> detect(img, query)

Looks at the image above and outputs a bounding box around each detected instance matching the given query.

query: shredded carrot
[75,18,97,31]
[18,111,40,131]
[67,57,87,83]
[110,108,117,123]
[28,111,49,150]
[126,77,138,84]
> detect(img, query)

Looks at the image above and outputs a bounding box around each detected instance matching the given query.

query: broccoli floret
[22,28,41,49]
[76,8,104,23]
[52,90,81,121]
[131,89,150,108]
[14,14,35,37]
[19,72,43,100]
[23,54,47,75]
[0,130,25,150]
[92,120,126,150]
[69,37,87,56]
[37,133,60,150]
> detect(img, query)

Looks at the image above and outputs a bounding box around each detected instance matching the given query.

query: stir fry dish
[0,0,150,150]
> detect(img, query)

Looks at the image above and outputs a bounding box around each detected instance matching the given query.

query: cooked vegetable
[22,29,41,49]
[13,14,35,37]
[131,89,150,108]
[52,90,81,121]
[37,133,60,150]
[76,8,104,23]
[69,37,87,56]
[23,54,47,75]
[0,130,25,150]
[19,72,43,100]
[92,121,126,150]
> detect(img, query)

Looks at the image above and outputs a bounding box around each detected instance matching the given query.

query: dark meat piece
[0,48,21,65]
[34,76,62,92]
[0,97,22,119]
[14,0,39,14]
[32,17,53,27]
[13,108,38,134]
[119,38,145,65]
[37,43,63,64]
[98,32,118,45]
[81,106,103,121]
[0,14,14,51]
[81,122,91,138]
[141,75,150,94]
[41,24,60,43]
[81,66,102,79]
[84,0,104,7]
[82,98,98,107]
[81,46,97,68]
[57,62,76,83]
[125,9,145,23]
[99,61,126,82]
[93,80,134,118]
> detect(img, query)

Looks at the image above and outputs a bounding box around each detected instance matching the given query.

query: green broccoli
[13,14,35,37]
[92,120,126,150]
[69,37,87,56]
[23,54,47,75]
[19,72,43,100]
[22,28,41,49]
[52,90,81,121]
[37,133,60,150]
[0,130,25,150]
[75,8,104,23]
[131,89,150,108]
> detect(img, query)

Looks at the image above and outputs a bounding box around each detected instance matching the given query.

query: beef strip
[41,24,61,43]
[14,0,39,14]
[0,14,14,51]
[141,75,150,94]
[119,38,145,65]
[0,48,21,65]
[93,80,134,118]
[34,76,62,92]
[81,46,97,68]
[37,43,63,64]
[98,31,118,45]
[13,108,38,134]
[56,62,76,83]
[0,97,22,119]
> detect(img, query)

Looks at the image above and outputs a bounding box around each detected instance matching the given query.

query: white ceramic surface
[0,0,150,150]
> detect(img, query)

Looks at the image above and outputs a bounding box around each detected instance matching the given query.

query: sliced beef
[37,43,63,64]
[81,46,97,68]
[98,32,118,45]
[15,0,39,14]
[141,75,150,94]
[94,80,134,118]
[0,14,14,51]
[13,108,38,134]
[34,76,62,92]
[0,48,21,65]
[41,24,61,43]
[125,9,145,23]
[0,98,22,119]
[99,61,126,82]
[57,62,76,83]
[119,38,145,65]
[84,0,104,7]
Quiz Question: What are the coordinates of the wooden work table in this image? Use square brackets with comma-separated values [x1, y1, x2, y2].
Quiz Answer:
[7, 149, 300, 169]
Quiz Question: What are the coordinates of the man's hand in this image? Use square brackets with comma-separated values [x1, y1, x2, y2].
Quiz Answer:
§
[TASK]
Rewrite every line of the records above as a single numbered list, leaving out the blank lines.

[WRITTEN ANSWER]
1. > detect(img, query)
2. Looks at the image above and outputs a bounding box around each detected instance matching the given query.
3. query: shredded carrot
4. [75,18,97,31]
5. [18,111,40,131]
6. [67,57,87,83]
7. [110,108,117,123]
8. [28,111,49,150]
9. [126,77,138,84]
10. > detect(img, query)
11. Looks at the image above and outputs a bounding box around each detected instance matching the given query.
12. query: broccoli floret
13. [22,28,41,49]
14. [76,8,104,23]
15. [52,90,81,121]
16. [131,89,150,108]
17. [14,14,35,37]
18. [19,72,43,100]
19. [23,54,47,75]
20. [0,130,25,150]
21. [92,120,126,150]
22. [69,37,87,56]
23. [37,133,60,150]
24. > detect(img, query)
25. Looks at the image above and outputs a bounding box around each detected instance matching the given query.
26. query: stir fry dish
27. [0,0,150,150]
28. > detect(img, query)
29. Looks at the image above and outputs a bounding box around each detected instance matching the given query.
30. query: cooked vegetable
31. [22,29,41,49]
32. [13,14,35,37]
33. [131,89,150,108]
34. [52,90,81,121]
35. [37,133,60,150]
36. [76,8,104,23]
37. [69,37,87,56]
38. [23,54,47,75]
39. [0,130,25,150]
40. [19,72,43,100]
41. [92,121,126,150]
42. > detect(img, query)
43. Looks at the image above and outputs a bounding box around each detected instance matching the given query.
44. query: dark meat piece
45. [0,48,21,65]
46. [34,76,62,92]
47. [0,97,22,119]
48. [14,0,39,14]
49. [32,17,53,27]
50. [13,108,38,134]
51. [119,38,145,65]
52. [37,43,63,64]
53. [98,32,118,45]
54. [81,106,103,121]
55. [0,14,14,51]
56. [81,122,91,138]
57. [141,75,150,94]
58. [41,24,60,43]
59. [81,66,102,79]
60. [84,0,104,7]
61. [82,98,98,107]
62. [81,46,97,68]
63. [57,62,76,83]
64. [125,9,145,23]
65. [99,61,126,82]
66. [93,80,134,118]
67. > detect(img, query)
68. Looks at the image above and outputs a bounding box around each detected instance matching the given query.
69. query: green broccoli
70. [13,14,35,37]
71. [92,120,126,150]
72. [69,37,87,56]
73. [23,54,47,75]
74. [19,72,43,100]
75. [22,28,41,49]
76. [52,90,81,121]
77. [37,133,60,150]
78. [0,130,25,150]
79. [75,8,104,23]
80. [131,89,150,108]
81. > detect(img, query)
82. Looks at the image above and outputs a bounding box around each detected instance matching the given query.
83. query: beef strip
84. [41,24,61,43]
85. [14,0,39,14]
86. [0,14,14,51]
87. [141,75,150,94]
88. [119,38,145,65]
89. [0,48,21,65]
90. [93,80,134,118]
91. [34,76,62,92]
92. [81,46,97,68]
93. [37,43,63,64]
94. [98,31,118,45]
95. [13,108,38,134]
96. [56,62,76,83]
97. [0,97,22,119]
98. > detect(img, query)
99. Looks at the image above and outputs a bounding box around each detected instance matching the given query.
100. query: white ceramic surface
101. [0,0,150,150]
102. > detect(img, query)
103. Looks at the image above and outputs a bounding box around each detected instance matching the given query.
104. query: sliced beef
105. [37,43,63,64]
106. [81,46,97,68]
107. [98,32,118,45]
108. [15,0,39,14]
109. [141,75,150,94]
110. [94,80,134,118]
111. [0,14,14,51]
112. [13,108,38,134]
113. [34,76,62,92]
114. [0,48,21,65]
115. [41,24,61,43]
116. [125,9,145,23]
117. [0,98,22,119]
118. [99,61,126,82]
119. [57,62,76,83]
120. [119,38,145,65]
121. [84,0,104,7]
122. Quiz Question: What are the coordinates of the wooden work table in this image? Use square brackets with comma-separated values [x1, y1, x2, y2].
123. Quiz Answer:
124. [7, 149, 300, 169]
125. Quiz Question: What are the coordinates of the man's hand in this image? Use square brackets with comma-separated values [x1, y1, x2, y2].
126. Quiz Answer:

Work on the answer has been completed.